Exercise description
Set down the entries once more, exactly as they are written.

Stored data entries
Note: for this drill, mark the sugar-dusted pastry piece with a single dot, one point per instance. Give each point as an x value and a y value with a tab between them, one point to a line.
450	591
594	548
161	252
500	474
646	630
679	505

Output for this task
Note: for this drill, mark the sugar-dusted pastry piece with a single dot, one point per instance. Give each point as an x value and a y value with a tab between them, one point to a line.
450	591
594	548
161	252
500	474
646	630
679	505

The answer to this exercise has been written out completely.